= EXTRACTED TEXT =
Rowing was part of her new training regime, but it quickly became more than a means to maintain and boost her fitness.

“I’d never even had a gym membership before but indoor rowing felt like a good fit because I loved the competitive atmosphere,” she tells the WSA.

“I loved the fact that with rowing if you wanted to get better, you worked harder.

“With international horse riding, you’re dependent on an animal that you can’t speak or communicate with whereas with rowing it was all down to me and the harder I pushed myself the better I became.”

A LIFE-CHANGING – AND DEFINING – DECISION


Images from @charlotte_.dixon


Charlotte was still passionate about the world of equestrian she had known and loved for as long as she could recall, but this new discovery, presented her with a dilemma.

One she felt there was ultimately only one sensible solution to.

= SOURCE INFORMATION =
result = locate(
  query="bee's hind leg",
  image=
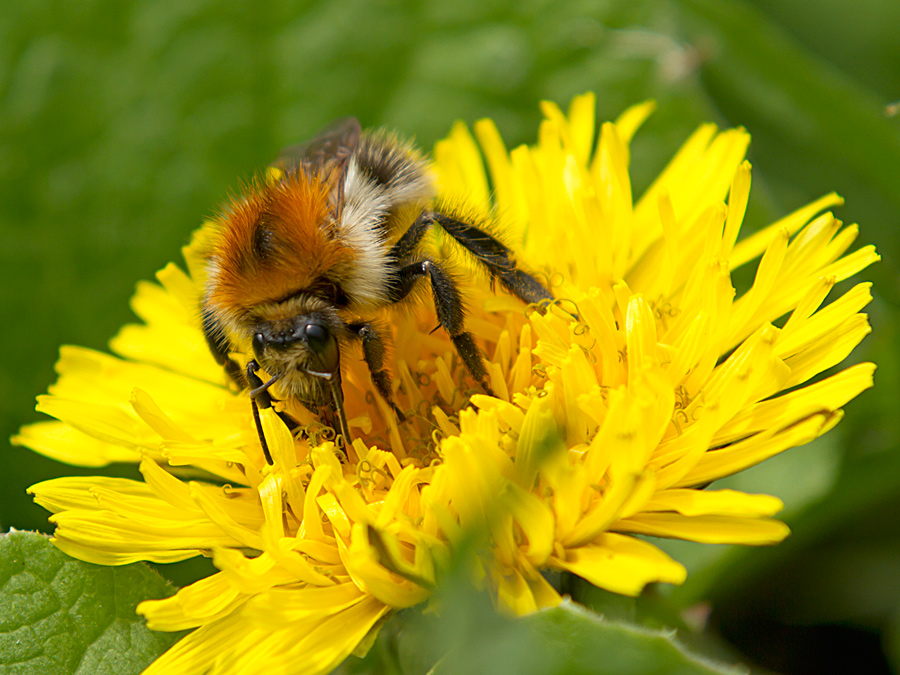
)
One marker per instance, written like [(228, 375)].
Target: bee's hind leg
[(374, 352)]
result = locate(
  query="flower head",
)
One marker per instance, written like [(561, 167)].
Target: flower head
[(613, 408)]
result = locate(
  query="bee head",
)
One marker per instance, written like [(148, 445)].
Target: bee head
[(308, 343)]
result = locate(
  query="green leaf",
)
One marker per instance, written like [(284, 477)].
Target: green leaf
[(569, 639), (62, 616)]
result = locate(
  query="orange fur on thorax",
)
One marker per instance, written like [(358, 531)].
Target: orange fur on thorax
[(276, 239)]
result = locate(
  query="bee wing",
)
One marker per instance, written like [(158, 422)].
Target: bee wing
[(327, 154)]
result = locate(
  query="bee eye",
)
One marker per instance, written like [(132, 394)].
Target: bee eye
[(259, 345)]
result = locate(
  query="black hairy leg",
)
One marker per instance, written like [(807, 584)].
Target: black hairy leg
[(489, 251), (450, 312), (374, 353)]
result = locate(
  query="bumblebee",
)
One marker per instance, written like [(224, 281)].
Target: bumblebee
[(334, 233)]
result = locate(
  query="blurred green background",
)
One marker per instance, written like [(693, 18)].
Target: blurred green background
[(122, 124)]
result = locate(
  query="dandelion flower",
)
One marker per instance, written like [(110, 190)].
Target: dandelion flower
[(613, 408)]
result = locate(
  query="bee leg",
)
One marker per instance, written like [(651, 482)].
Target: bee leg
[(450, 312), (496, 257), (373, 352), (259, 397)]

= ASSIGNMENT A =
According to the rowing passage, why did indoor rowing feel like a good fit for Charlotte?
= ASSIGNMENT B =
Reproduce everything in the rowing passage from "Rowing was part" down to "you worked harder.".

= TASK ANSWER A =
She loved the competitive atmosphere.

= TASK ANSWER B =
Rowing was part of her new training regime, but it quickly became more than a means to maintain and boost her fitness.

“I’d never even had a gym membership before but indoor rowing felt like a good fit because I loved the competitive atmosphere,” she tells the WSA.

“I loved the fact that with rowing if you wanted to get better, you worked harder.